Frederick Joseph Lawton (November 11, 1900 – November 16, 1975) was an American bureaucrat who served as the ninth Director of the Bureau of the Budget. Lawton was born in Washington, D.C., and became a lawyer and an accountant. He spent most of his professional career working with the government bureaucracy. He helped President Franklin D. Roosevelt wager with members of Congress to support the Fair Labor Standards Act. He first joined the Office of Management and Budget as an executive assistant in 1935. He also served as an adviser to Congress. In 1947, he became an administrative assistant to President Harry S. Truman. He was appointed to the post of Director of the Bureau of the Budget in 1950, and held the position until 1953. President Dwight D. Eisenhower appointed Lawton to a term on the United States Civil Service Commission after he left the Bureau; he served from 1953 to 1963.

• [Data for review]:
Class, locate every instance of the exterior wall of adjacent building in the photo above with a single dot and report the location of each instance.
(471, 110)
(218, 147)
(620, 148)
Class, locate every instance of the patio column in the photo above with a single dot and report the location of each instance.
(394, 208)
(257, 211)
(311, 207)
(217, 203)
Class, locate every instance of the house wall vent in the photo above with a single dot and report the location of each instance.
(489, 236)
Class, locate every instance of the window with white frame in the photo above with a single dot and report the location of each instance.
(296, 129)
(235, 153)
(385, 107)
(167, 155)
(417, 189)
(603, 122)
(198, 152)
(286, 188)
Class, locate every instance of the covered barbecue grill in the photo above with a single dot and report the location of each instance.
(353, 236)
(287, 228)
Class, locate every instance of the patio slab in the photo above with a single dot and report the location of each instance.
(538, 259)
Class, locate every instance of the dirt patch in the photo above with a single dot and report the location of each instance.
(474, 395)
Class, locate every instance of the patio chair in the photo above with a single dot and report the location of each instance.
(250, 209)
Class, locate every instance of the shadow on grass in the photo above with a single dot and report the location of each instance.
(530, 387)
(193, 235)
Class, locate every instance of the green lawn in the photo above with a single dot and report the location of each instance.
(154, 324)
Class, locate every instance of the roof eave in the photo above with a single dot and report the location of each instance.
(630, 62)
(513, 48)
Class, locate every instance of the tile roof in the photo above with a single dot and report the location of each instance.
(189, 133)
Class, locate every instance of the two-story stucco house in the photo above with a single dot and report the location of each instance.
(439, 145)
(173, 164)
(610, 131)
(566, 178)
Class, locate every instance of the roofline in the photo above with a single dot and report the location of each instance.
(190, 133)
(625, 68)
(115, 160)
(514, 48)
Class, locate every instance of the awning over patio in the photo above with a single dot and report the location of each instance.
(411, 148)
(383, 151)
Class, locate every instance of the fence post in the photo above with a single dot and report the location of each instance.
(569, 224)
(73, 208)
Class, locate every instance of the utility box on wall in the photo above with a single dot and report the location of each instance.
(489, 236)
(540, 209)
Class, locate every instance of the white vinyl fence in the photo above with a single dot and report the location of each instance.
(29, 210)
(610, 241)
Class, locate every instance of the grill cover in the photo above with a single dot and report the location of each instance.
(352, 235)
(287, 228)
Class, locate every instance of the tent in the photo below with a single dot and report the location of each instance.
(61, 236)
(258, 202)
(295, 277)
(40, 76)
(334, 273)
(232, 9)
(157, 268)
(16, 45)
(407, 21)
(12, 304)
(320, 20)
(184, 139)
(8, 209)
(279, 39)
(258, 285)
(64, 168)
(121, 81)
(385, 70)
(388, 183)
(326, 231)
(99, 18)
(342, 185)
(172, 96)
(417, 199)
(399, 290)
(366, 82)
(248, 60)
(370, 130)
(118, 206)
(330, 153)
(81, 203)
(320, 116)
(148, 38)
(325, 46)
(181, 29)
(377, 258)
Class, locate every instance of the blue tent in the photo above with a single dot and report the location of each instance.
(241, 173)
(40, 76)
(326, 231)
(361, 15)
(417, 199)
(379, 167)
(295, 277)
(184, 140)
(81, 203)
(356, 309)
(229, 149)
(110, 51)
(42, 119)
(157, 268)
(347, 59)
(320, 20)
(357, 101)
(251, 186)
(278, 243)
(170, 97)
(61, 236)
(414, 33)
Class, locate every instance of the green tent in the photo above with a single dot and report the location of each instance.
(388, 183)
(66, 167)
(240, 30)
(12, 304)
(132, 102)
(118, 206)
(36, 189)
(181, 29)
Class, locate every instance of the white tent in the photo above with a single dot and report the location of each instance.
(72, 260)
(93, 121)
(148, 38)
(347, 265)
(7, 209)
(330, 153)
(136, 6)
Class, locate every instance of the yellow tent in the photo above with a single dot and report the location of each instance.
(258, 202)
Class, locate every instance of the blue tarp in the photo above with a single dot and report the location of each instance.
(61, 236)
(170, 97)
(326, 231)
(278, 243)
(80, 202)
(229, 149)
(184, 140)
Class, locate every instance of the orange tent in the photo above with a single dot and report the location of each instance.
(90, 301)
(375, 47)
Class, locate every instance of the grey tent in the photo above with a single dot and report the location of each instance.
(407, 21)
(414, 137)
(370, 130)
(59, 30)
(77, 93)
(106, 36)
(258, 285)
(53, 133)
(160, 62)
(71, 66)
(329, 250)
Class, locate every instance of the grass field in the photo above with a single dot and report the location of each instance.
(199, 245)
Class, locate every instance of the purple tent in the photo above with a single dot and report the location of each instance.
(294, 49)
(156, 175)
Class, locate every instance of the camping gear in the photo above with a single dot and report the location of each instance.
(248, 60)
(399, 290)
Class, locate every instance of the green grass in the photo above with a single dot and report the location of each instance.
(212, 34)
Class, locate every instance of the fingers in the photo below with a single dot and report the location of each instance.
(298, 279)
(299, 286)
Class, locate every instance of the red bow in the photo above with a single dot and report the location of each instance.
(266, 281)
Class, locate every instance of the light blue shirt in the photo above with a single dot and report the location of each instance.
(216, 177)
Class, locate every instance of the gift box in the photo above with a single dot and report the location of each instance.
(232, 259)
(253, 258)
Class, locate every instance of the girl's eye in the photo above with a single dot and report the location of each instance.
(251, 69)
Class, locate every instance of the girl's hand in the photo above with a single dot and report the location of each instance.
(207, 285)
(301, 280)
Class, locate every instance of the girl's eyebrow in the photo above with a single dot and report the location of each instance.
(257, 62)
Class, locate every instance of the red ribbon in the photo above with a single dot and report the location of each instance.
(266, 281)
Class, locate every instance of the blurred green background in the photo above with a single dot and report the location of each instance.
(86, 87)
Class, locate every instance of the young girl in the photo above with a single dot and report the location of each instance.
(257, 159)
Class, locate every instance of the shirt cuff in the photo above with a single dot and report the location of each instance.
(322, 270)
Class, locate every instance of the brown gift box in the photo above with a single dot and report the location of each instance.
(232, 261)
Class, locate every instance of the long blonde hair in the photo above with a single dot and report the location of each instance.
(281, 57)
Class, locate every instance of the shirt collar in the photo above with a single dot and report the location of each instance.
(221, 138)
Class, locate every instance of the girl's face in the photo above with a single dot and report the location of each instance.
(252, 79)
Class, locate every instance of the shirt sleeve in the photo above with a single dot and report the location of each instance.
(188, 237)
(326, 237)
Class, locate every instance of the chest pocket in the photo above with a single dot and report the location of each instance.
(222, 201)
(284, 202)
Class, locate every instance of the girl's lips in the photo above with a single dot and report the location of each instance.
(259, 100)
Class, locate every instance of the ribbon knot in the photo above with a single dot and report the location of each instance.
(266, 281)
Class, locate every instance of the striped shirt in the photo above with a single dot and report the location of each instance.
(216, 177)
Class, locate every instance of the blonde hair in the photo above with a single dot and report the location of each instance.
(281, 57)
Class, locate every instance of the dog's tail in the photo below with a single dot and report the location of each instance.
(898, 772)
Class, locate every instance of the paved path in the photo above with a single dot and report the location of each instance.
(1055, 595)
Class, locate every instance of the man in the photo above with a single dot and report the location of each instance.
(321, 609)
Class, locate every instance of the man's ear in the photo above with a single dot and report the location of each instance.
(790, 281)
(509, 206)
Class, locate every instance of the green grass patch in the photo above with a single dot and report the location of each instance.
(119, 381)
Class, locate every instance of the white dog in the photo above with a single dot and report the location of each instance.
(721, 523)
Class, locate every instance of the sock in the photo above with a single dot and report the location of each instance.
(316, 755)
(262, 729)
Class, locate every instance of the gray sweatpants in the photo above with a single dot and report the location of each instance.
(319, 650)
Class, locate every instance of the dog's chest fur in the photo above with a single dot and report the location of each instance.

• [Tasks to complete]:
1. According to the passage on Frederick Joseph Lawton, in what year did he become an administrative assistant to President Harry S. Truman?
2. Continue the passage on Frederick Joseph Lawton, starting after its final sentence.

• [Answer set]:
1. 1947

2.
His economic policy consisted of making budget cuts among various departments of the federal government. One of his primary contributions was in helping to re-design the Bureau of Internal Revenue, action which led to the creation of the Internal Revenue Service. Lawton advocated a civil service, rather than a patronage system for tax agents. He opposed a number of plans in Congress, including a fair trade bill and attempts to decentralize the federal offices in Washington, D.C., to other areas of the country.

==Life==
Lawton was born in Washington, D.C., on November 11, 1900, and lived there throughout his life. He graduated from Georgetown University in 1920. Professionally, Lawton was a lawyer and an accountant. He was a registered Democrat for much of his life. He was married to the former Cecilia Walsh of Sussex County, New Jersey and had three children; Richard Lawton, an ARAMCO oil executive, Mary C. Lawton, Deputy Assistant Attorney General of the US and Kathleen Lawton Kenna, a Department of the Army senior executive Civilian Personnel Officer.

==Bureaucratic career==
President Franklin D. Roosevelt used Lawton to build support Fair Labor Standards Act in the United States Congress. Roosevelt instructed him to go to a hotel room, where Roosevelt would send various members of Congress to visit. Once there, Lawton was to put into the budget whatever pork barrel projects the Congressmen required in order to buy a supporting vote for the bill.

Lawton first meet President Harry S. Truman in 1938, during the consideration of the Roosevelt Reorganization Act in the United States Senate, in the cloakroom of the United States Capitol. He only had one professional interaction with Truman before his Presidency, over the Canol Road project.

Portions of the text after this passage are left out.